Print the records below exactly; all of them are needed.

_____

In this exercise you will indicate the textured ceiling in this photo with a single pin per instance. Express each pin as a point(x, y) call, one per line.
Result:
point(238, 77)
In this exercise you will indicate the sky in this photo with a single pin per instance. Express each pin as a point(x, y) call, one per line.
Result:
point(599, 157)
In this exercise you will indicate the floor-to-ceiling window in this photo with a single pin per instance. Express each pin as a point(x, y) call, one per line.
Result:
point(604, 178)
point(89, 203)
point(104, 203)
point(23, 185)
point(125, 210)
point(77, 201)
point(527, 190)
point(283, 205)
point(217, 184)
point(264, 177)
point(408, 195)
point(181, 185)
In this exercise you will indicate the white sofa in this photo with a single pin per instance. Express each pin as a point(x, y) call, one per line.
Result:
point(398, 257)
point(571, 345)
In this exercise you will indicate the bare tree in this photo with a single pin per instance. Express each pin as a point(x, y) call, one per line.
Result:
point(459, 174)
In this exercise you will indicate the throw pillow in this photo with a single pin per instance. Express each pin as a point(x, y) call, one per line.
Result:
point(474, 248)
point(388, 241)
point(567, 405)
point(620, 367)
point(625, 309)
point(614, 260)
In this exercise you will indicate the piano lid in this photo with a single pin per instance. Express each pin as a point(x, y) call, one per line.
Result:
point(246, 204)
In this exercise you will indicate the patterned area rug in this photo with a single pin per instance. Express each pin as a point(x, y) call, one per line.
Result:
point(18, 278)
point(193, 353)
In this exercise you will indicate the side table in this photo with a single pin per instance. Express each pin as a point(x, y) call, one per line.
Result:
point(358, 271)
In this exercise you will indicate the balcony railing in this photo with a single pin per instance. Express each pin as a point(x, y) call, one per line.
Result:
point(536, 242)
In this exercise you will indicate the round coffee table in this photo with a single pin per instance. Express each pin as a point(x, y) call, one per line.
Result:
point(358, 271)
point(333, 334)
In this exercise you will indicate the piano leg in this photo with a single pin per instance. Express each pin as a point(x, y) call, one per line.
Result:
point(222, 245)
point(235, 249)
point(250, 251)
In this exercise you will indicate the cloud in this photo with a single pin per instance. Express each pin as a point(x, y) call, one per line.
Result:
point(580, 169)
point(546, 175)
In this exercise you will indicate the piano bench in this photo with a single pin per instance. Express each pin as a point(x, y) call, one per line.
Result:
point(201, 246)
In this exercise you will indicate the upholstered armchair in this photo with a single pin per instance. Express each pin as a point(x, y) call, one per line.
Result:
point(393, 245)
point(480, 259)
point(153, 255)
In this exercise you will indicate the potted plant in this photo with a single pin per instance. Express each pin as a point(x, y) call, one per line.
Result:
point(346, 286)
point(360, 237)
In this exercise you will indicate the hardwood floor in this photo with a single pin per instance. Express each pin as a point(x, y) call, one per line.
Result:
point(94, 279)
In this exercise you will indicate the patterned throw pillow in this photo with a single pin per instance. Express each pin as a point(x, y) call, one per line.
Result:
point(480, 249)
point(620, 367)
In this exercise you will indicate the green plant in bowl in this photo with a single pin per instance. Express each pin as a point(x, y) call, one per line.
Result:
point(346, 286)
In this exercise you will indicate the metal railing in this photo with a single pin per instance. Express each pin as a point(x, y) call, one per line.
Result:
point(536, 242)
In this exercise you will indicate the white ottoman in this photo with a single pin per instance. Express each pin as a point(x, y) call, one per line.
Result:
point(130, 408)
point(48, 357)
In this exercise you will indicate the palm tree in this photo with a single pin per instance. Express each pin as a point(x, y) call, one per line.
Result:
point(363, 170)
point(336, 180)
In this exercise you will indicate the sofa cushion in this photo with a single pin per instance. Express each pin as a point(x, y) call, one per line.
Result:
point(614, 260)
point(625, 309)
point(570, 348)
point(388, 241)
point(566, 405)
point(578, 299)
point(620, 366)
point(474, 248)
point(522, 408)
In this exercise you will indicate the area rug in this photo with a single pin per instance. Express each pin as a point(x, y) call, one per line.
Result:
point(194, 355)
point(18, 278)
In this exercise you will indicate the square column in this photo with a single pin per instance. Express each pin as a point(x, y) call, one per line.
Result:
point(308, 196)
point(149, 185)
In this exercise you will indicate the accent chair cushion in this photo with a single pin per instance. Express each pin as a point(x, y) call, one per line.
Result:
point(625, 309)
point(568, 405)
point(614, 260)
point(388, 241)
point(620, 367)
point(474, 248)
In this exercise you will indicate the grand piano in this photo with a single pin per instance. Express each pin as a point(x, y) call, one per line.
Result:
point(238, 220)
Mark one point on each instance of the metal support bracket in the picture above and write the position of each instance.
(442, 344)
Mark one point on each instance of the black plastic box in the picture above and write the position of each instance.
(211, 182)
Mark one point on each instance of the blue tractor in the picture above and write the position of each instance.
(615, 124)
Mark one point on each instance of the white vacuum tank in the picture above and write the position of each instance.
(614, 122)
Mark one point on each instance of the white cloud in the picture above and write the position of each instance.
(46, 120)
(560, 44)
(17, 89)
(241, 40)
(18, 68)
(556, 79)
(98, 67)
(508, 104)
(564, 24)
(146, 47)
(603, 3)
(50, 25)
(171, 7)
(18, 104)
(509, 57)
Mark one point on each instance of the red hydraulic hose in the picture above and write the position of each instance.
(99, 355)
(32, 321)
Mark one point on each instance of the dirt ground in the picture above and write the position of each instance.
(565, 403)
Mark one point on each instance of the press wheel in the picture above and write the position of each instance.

_____

**Worked solution:**
In this exercise you will indicate the textured ceiling in this photo with a single pin per instance. Express each pin as a point(x, y) call, one per line.
Result:
point(238, 77)
In this exercise you will indicate the sky in this photo with a single pin per instance. Express each pin as a point(x, y) call, one per line.
Result:
point(599, 157)
In this exercise you will indicate the floor-to-ceiling window in this photo with a single pin per instance. Express each pin as a point(x, y) call, one per line.
Result:
point(604, 178)
point(89, 203)
point(104, 203)
point(23, 185)
point(125, 210)
point(77, 201)
point(527, 190)
point(283, 205)
point(217, 184)
point(264, 177)
point(408, 195)
point(181, 185)
In this exercise you will indicate the white sofa in this photo with a single pin per instance. Express each pin as a point(x, y) call, one per line.
Result:
point(398, 257)
point(571, 345)
In this exercise you will indicate the bare tree in this photo with a single pin per instance. Express each pin as a point(x, y) call, one per line.
Result:
point(459, 174)
In this exercise you will indicate the throw pillow in this photo with a single pin per instance. Express each pin as a point(x, y) call, one per line.
Result:
point(474, 248)
point(388, 241)
point(567, 405)
point(620, 367)
point(625, 309)
point(614, 260)
In this exercise you will indicate the piano lid in this photo with a single pin per instance. Express each pin as a point(x, y) call, one per line.
Result:
point(246, 204)
In this exercise you will indicate the patterned area rug in this photo with a single pin per instance. Express each pin as a point(x, y) call, one per line.
Result:
point(18, 278)
point(193, 353)
In this exercise you will indicate the side table in this photo with a single pin per instance. Express each pin as a point(x, y) call, one per line.
Result:
point(358, 271)
In this exercise you will indicate the balcony railing in this photo with a single pin per instance. Express each pin as a point(x, y) call, one per line.
Result:
point(536, 242)
In this exercise you will indicate the round coffee table in this photo with a single pin per instance. Express each pin as a point(x, y) call, one per line.
Result:
point(358, 271)
point(333, 334)
In this exercise you will indicate the piano leg in this photo with a single pin per instance. Express each pin as a point(x, y) call, one per line.
Result:
point(222, 245)
point(235, 249)
point(250, 251)
In this exercise you will indicate the cloud in this photo with a single pin per instance. Express each pin as a point(x, y) call, one per line.
Result:
point(580, 169)
point(546, 175)
In this exercise you will indicate the piano bench in this photo with a single pin per instance. Express each pin as a point(x, y) call, one per line.
Result:
point(201, 246)
In this exercise you will indicate the upholstered armchair in this photo with a single pin per instance. Express each pin as a point(x, y) call, one per line.
Result:
point(393, 245)
point(480, 259)
point(153, 255)
In this exercise you will indicate the potted plant in this photo with a single pin per instance. Express each pin as a point(x, y) call, one per line.
Result:
point(346, 286)
point(360, 237)
In this exercise you will indicate the hardwood floor in this photo with a single pin per instance. Express each pin as a point(x, y) call, one per line.
Result:
point(94, 279)
In this exercise you will indicate the patterned throw pillow in this photo with a single pin per instance. Express each pin as a point(x, y) call, one per line.
Result:
point(480, 249)
point(620, 367)
In this exercise you will indicate the green plant in bowl in this photo with a single pin per instance. Express each pin as a point(x, y) call, one per line.
Result:
point(346, 286)
In this exercise you will indicate the metal railing in this photo with a single pin per instance. Express each pin as a point(x, y) call, one per line.
Result:
point(536, 242)
In this exercise you will indicate the white ottoman in this photo with a single pin per instance. Express each pin as a point(x, y) call, one per line.
Result:
point(130, 408)
point(48, 357)
In this exercise you will indicate the palm tree in this photo with a single pin per instance. Express each pin as a point(x, y) call, one per line.
Result:
point(363, 170)
point(336, 180)
In this exercise you will indicate the sofa cushion in this photo with a single pin per instance. Express each pin as a point(x, y) call, one per line.
Result:
point(614, 260)
point(625, 309)
point(570, 348)
point(388, 241)
point(566, 405)
point(578, 299)
point(620, 366)
point(474, 248)
point(522, 408)
In this exercise you will indicate the area rug in this photo with a single pin per instance. Express each pin as a point(x, y) call, one per line.
Result:
point(194, 355)
point(18, 278)
In this exercise you will indicate the square column in this photo with a single pin per instance. Express each pin as a point(x, y) call, one per line.
Result:
point(308, 196)
point(149, 185)
In this exercise you will indicate the accent chair cushion in this photo with a single pin per instance. Express each pin as a point(x, y) call, one per line.
Result:
point(625, 309)
point(568, 405)
point(614, 260)
point(388, 241)
point(620, 367)
point(474, 248)
In this exercise you will indicate the grand piano in this photo with a single pin per instance. Express each pin as a point(x, y) call, one per line.
Result:
point(238, 220)
Mark one point on each instance of the metal support bracket in the picture above and write the position of each instance.
(442, 344)
Mark one point on each instance of the black plastic box in the picture above and write the position of each instance.
(211, 182)
Mark one point on each instance of the blue tractor in the picture above and write the position of each instance.
(615, 124)
Mark one point on each instance of the white vacuum tank in the picture above and write the position of each instance.
(614, 122)
Mark one point on each instance of the white cloud in the picture above and write the position of each instance.
(46, 120)
(560, 44)
(17, 89)
(241, 40)
(18, 68)
(556, 79)
(98, 67)
(508, 104)
(564, 24)
(146, 47)
(603, 3)
(50, 25)
(171, 7)
(18, 104)
(509, 57)
Mark one point on each instance of the red hydraulic hose in the picture above and write the position of each instance.
(99, 355)
(32, 321)
Mark one point on each instance of the dirt ground in the picture above and write the position of each instance.
(565, 403)
Mark one point on each instance of the press wheel in the picture above and write the position of each instance.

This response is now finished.